## Exercise details:
Your answer should be the complete set of entries, transcribed exactly.

## Task material:
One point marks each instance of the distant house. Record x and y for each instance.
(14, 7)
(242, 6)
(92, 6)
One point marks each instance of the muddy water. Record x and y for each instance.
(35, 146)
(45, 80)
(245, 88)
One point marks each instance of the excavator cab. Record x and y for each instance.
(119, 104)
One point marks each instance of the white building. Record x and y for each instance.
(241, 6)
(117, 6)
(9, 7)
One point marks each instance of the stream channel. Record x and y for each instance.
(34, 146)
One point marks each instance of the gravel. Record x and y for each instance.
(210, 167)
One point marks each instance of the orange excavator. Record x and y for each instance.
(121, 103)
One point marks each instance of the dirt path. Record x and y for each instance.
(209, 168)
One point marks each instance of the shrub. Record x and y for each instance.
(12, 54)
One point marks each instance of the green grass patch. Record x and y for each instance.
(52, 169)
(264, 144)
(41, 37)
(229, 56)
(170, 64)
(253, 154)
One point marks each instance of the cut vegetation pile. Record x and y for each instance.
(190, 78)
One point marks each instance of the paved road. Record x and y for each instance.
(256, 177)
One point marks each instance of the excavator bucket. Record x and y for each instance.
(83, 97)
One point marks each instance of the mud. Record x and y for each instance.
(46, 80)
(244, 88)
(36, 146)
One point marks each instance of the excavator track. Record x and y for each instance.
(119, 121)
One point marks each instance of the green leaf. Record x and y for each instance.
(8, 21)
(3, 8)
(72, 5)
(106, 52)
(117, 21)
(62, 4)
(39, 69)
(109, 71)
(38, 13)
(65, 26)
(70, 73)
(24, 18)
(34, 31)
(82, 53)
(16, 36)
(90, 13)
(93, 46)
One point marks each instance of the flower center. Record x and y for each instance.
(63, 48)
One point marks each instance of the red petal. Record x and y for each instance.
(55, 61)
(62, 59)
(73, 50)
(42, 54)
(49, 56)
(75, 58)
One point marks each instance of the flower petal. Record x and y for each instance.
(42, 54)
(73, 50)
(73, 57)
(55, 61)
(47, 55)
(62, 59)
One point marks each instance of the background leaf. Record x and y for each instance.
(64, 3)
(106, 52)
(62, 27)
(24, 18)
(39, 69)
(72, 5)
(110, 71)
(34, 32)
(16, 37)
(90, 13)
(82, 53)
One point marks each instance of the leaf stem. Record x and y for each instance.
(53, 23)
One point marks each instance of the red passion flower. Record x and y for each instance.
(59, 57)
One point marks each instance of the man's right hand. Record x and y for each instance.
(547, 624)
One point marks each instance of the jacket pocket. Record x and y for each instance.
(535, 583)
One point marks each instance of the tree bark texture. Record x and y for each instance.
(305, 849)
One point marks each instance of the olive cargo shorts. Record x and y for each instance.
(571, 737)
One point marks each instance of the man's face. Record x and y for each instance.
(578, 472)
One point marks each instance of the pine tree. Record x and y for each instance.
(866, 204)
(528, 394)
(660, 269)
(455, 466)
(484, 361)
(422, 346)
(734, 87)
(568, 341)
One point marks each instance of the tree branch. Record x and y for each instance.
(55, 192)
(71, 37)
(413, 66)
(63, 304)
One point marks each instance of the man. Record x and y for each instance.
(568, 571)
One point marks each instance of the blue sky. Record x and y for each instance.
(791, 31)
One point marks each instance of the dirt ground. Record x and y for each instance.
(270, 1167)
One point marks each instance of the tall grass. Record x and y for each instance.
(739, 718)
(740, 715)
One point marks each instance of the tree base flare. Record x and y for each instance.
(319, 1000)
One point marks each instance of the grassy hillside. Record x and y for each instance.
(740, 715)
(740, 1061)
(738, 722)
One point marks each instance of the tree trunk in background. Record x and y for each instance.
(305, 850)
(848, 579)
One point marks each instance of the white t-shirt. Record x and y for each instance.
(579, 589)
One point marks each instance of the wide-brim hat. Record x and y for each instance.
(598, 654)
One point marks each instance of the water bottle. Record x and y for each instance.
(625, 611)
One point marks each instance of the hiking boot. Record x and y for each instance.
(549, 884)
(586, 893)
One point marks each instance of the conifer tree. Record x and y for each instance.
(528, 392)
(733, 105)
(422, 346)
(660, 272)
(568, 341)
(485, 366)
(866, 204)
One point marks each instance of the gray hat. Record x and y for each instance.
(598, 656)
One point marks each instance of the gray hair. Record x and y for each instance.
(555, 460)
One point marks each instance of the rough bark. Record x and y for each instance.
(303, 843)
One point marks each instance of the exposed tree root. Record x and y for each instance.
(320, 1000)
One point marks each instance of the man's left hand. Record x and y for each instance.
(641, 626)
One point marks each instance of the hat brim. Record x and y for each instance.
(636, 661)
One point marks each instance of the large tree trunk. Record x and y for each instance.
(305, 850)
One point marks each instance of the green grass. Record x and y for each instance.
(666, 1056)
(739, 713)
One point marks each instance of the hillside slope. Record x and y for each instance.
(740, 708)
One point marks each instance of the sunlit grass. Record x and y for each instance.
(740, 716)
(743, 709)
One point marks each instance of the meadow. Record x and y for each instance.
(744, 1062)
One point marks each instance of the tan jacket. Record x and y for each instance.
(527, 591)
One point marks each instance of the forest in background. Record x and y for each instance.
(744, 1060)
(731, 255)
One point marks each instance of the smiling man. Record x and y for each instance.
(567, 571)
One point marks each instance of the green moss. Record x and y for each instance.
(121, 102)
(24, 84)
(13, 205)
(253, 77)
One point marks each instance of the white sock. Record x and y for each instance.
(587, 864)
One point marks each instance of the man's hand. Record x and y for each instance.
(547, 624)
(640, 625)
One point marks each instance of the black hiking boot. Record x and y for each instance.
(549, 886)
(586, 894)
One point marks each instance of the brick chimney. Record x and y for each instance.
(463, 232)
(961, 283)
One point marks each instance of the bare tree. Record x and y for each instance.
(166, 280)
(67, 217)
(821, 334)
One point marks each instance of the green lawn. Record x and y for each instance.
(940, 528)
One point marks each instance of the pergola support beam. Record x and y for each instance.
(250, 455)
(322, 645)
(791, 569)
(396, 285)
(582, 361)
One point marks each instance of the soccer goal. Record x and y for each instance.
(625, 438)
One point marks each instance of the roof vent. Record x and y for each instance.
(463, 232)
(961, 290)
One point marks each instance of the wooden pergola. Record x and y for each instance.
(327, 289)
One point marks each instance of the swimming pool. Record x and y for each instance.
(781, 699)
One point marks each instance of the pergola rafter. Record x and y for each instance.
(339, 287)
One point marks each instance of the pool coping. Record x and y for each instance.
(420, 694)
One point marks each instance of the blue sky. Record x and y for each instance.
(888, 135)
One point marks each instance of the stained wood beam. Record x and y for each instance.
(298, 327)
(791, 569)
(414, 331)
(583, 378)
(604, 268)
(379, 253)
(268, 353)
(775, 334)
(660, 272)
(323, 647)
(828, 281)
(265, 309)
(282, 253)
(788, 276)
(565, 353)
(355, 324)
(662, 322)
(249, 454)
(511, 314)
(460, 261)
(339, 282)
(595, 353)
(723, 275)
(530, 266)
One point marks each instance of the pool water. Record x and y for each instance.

## Result of the exercise:
One point marks each instance of the distant house. Record x and y for each instance.
(14, 7)
(242, 6)
(92, 6)
One point marks each instance of the muddy water. Record x and y for each instance.
(35, 146)
(45, 80)
(245, 88)
One point marks each instance of the excavator cab. Record x and y for each instance.
(119, 104)
One point marks each instance of the white building. Record x and y for each instance.
(241, 6)
(117, 6)
(9, 7)
One point marks each instance of the stream channel. Record x and y for each instance.
(34, 146)
One point marks each instance of the gravel. Record x and y for each instance.
(210, 167)
One point marks each instance of the orange excavator. Record x and y for each instance.
(121, 103)
One point marks each instance of the dirt path. Record x and y for each instance.
(209, 168)
One point marks each instance of the shrub. Record x and y for each instance.
(12, 54)
One point marks each instance of the green grass patch. Record x and y for each instance.
(52, 169)
(264, 144)
(41, 37)
(229, 56)
(170, 64)
(253, 154)
One point marks each instance of the cut vegetation pile. Record x and y for each instance.
(190, 78)
One point marks each instance of the paved road. Record x and y for each instance.
(256, 177)
One point marks each instance of the excavator bucket. Record x and y for each instance.
(83, 97)
One point marks each instance of the mud. Record x and y for each instance.
(46, 80)
(244, 88)
(36, 146)
One point marks each instance of the excavator track. Record x and y for each instance.
(119, 121)
One point marks each instance of the green leaf. Record x and y for each instance.
(8, 21)
(3, 8)
(72, 5)
(106, 52)
(117, 21)
(62, 4)
(39, 69)
(109, 71)
(38, 13)
(65, 26)
(70, 73)
(24, 18)
(34, 31)
(82, 53)
(16, 36)
(90, 13)
(93, 46)
One point marks each instance of the flower center. Record x and y for each instance.
(63, 48)
One point marks each instance of the red petal. Record x and y for each instance.
(55, 61)
(62, 59)
(73, 50)
(42, 54)
(49, 56)
(75, 58)
One point marks each instance of the flower petal. Record x and y for each instance.
(42, 54)
(73, 50)
(73, 57)
(55, 61)
(47, 55)
(62, 59)
One point marks each instance of the background leaf. Record x and y for each instance.
(64, 3)
(106, 52)
(62, 27)
(24, 18)
(39, 69)
(72, 5)
(110, 71)
(34, 32)
(16, 37)
(90, 13)
(82, 53)
One point marks each instance of the leaf stem. Record x and y for each instance.
(53, 23)
One point marks each instance of the red passion flower. Record x and y for each instance.
(59, 57)
One point marks each instance of the man's right hand. Record x and y for each instance.
(547, 624)
One point marks each instance of the jacket pocket. Record x and y for each instance.
(535, 583)
One point marks each instance of the tree bark texture. Record x and y for each instance.
(305, 849)
One point marks each instance of the olive cargo shorts. Record x and y for each instance.
(571, 737)
One point marks each instance of the man's face. Record x and y for each instance.
(578, 472)
One point marks each instance of the pine tree. Record x and y for each instance.
(866, 204)
(528, 394)
(660, 269)
(455, 466)
(484, 361)
(422, 346)
(734, 87)
(568, 341)
One point marks each instance of the tree branch. Record x and y for each instance.
(55, 192)
(71, 37)
(413, 66)
(63, 304)
One point marks each instance of the man. Record x and y for each instance.
(568, 571)
One point marks each instance of the blue sky. Record x and y for each instance.
(791, 31)
One point marks each instance of the dirt ground. Record x and y for each instance.
(270, 1167)
One point marks each instance of the tall grass. Record x and y for each instance.
(739, 718)
(740, 715)
One point marks each instance of the tree base flare. Record x and y for each instance.
(319, 1000)
One point marks each instance of the grassy hillside. Record x and y for each instance.
(740, 715)
(740, 1061)
(738, 722)
One point marks each instance of the tree trunk in background. Record x and y for each instance.
(305, 850)
(848, 579)
One point marks each instance of the white t-shirt. Record x and y for each instance.
(579, 589)
One point marks each instance of the wide-brim hat. Record x and y for each instance.
(598, 654)
One point marks each instance of the water bottle. Record x and y for each instance.
(625, 611)
One point marks each instance of the hiking boot. Record x and y for each instance.
(549, 884)
(586, 893)
One point marks each instance of the conifer tree. Record x and y for each instance.
(528, 392)
(733, 105)
(422, 346)
(660, 272)
(568, 341)
(485, 366)
(866, 204)
One point marks each instance of the gray hat. Record x and y for each instance.
(598, 656)
One point marks each instance of the gray hair. Record x and y for each instance.
(555, 460)
One point marks each instance of the rough bark. Record x and y for each instance.
(303, 843)
One point marks each instance of the exposed tree root. Record x and y for each instance.
(320, 1000)
One point marks each instance of the man's left hand. Record x and y for each instance.
(641, 626)
One point marks each instance of the hat brim. Record x and y for each instance.
(636, 661)
One point marks each instance of the large tree trunk. Record x and y for each instance.
(305, 850)
One point marks each instance of the green grass. Record x and y for each instance.
(666, 1056)
(739, 713)
One point marks each instance of the hillside slope. Record x and y for each instance.
(740, 708)
One point marks each instance of the sunlit grass. Record x and y for each instance.
(740, 716)
(743, 709)
One point marks each instance of the meadow. Record x and y for each instance.
(744, 1062)
One point marks each instance of the tan jacket. Record x and y for each instance.
(527, 591)
One point marks each instance of the forest in background. Record x and y for each instance.
(744, 1060)
(731, 255)
One point marks each instance of the smiling man. Record x and y for each instance.
(567, 571)
One point marks each instance of the green moss. Record x and y for each instance.
(121, 102)
(24, 84)
(13, 205)
(253, 77)
One point marks each instance of the white sock. Record x and y for each instance.
(587, 864)
One point marks each instance of the man's hand. Record x and y for each instance.
(547, 624)
(640, 625)
One point marks each instance of the black hiking boot. Record x and y for each instance.
(549, 886)
(586, 894)
One point marks each instance of the brick chimney. Record x and y for each instance.
(463, 232)
(961, 283)
One point marks each instance of the bare tree. Record x and y for each instance.
(166, 280)
(67, 217)
(821, 334)
One point marks each instance of the green lawn. Record x and y for each instance.
(940, 528)
One point marks each instance of the pergola support beam. Record x and y for each instance.
(250, 455)
(322, 645)
(791, 569)
(396, 285)
(582, 361)
One point marks each instance of the soccer goal. Record x and y for each instance.
(625, 438)
One point marks each instance of the roof vent. Record x and y for each instance.
(463, 232)
(961, 290)
One point marks each instance of the wooden pergola. Record x and y for each instance.
(327, 289)
One point marks each instance of the swimming pool. Record x and y for each instance.
(781, 699)
One point marks each instance of the pergola rafter. Record x and y for each instance.
(339, 287)
One point marks each instance of the pool coping. Record x and y for each instance.
(420, 694)
One point marks each instance of the blue sky. Record x and y for each instance.
(888, 135)
One point marks each instance of the stained wood beam. Record x and y for each instance.
(298, 327)
(791, 569)
(414, 331)
(583, 378)
(604, 268)
(379, 253)
(268, 353)
(775, 334)
(660, 272)
(323, 647)
(828, 281)
(265, 309)
(282, 253)
(788, 276)
(565, 353)
(355, 324)
(662, 322)
(249, 454)
(511, 314)
(460, 261)
(339, 282)
(595, 353)
(723, 275)
(530, 266)
One point marks each instance of the pool water. Record x and y for each instance.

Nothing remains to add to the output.